Written task
Write out again the lines that begin at the one containing "Could you kindly segment every instance of the rear" and end with the one containing "122 65 L 122", requests included. Multiply every coordinate in the answer outlines by 1.4 and round to whole numbers, halves up, but leave the requests and their format samples unchanged, and give only these lines.

Input rows

******

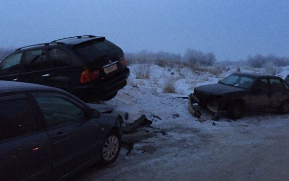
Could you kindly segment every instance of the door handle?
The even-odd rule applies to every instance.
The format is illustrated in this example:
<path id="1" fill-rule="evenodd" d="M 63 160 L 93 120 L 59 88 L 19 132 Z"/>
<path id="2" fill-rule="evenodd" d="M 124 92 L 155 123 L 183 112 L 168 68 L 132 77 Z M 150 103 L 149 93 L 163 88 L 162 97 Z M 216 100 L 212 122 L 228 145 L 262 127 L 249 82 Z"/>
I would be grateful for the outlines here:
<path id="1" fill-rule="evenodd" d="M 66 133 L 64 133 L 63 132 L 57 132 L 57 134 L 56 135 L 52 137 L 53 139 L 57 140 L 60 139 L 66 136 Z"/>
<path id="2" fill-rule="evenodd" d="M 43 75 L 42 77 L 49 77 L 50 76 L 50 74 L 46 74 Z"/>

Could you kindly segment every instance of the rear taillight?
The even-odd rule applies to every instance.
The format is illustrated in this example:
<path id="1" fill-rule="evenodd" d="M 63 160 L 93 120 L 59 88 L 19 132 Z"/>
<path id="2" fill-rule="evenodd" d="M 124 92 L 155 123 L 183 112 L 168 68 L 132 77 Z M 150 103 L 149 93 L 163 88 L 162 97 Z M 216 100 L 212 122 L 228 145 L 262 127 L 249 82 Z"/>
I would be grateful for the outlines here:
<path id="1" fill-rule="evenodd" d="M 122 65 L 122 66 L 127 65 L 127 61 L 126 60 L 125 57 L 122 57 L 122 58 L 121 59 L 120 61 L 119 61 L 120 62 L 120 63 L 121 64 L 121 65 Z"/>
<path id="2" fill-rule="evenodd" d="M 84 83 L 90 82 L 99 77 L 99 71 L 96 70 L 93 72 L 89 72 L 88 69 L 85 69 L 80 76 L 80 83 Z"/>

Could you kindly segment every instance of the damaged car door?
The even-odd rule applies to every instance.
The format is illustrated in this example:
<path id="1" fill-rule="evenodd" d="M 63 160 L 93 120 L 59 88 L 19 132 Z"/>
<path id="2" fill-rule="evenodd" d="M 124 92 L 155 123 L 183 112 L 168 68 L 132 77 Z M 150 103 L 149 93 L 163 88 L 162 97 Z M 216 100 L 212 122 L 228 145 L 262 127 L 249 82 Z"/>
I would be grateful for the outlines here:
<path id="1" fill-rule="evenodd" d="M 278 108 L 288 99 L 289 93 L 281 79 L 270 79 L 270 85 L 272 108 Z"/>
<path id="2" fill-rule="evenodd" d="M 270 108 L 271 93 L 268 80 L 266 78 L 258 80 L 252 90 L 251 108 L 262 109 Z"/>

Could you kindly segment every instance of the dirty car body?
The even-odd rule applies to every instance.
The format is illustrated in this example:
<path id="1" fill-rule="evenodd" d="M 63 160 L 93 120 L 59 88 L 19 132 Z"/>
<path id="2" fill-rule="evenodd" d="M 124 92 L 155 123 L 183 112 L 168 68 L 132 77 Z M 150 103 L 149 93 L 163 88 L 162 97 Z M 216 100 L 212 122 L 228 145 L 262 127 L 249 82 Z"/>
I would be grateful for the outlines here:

******

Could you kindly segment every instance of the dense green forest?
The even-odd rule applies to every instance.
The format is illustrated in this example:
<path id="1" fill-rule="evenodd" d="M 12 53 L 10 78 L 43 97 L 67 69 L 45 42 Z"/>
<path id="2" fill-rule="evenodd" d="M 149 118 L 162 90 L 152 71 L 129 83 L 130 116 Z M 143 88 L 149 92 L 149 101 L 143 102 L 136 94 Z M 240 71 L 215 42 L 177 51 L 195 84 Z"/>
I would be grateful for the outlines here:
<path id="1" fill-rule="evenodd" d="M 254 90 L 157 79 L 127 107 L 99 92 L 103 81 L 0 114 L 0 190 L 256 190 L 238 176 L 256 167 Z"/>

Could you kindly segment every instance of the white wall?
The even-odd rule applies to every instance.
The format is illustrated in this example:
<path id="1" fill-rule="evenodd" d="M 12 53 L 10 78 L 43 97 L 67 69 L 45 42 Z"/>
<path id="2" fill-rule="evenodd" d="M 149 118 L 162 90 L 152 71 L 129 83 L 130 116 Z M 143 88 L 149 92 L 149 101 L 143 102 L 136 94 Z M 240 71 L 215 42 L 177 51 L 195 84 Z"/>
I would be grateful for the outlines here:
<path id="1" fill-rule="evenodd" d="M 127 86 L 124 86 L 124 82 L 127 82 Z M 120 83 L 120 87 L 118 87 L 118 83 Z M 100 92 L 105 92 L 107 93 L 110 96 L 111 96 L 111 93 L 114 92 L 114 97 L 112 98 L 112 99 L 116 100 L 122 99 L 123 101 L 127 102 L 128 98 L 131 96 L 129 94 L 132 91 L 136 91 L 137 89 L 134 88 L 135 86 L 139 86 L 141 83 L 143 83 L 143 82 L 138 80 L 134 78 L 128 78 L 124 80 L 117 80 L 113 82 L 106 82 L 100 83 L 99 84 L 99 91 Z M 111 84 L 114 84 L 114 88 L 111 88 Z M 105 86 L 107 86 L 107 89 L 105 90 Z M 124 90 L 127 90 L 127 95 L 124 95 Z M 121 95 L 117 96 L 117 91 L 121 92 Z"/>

******

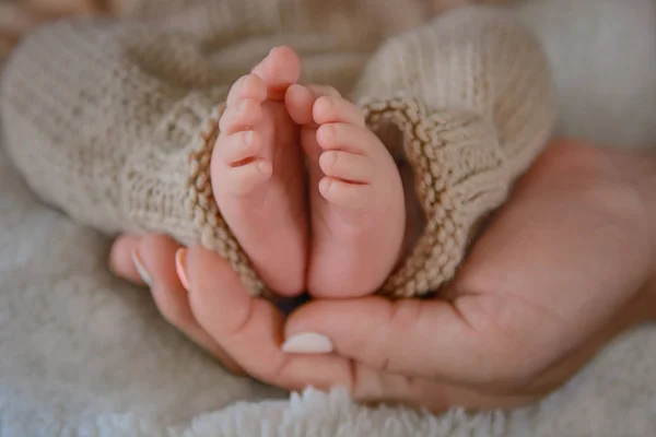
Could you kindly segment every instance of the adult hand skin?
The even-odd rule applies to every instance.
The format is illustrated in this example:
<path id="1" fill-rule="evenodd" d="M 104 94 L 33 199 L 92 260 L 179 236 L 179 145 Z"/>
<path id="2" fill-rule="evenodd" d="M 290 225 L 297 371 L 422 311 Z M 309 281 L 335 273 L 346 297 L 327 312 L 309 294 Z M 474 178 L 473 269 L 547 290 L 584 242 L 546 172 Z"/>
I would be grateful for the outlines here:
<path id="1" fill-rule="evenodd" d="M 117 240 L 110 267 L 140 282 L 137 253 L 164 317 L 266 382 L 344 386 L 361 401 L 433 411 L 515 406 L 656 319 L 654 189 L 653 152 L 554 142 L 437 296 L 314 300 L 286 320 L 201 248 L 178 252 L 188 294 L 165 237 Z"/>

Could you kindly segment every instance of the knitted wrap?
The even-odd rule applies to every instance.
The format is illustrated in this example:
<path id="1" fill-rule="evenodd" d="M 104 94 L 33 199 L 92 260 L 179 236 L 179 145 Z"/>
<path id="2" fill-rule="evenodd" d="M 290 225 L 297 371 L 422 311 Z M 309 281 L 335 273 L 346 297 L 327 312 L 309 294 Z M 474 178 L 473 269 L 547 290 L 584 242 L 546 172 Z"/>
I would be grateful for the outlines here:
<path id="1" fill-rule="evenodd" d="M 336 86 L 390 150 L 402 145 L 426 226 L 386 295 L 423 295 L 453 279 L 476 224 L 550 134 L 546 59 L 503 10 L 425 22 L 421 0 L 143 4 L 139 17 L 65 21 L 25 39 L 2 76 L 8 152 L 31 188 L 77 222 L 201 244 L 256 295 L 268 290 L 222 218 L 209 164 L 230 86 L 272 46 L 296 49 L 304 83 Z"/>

******

Task output
Could you kindly segment every instance of the rear taillight?
The even-odd rule applies to every instance.
The format is illustrated in this example:
<path id="1" fill-rule="evenodd" d="M 63 160 L 93 120 L 59 88 L 19 132 Z"/>
<path id="2" fill-rule="evenodd" d="M 124 92 L 155 123 L 183 112 L 168 68 L 132 77 Z M 150 103 L 149 93 L 163 88 L 162 97 Z M 216 100 L 212 122 L 228 145 L 262 127 L 249 82 Z"/>
I would be grateful for the outlines here:
<path id="1" fill-rule="evenodd" d="M 171 91 L 171 92 L 178 91 L 178 85 L 176 84 L 175 80 L 171 80 L 171 81 L 169 83 L 168 85 L 167 85 L 168 87 L 168 88 L 169 90 L 169 91 Z"/>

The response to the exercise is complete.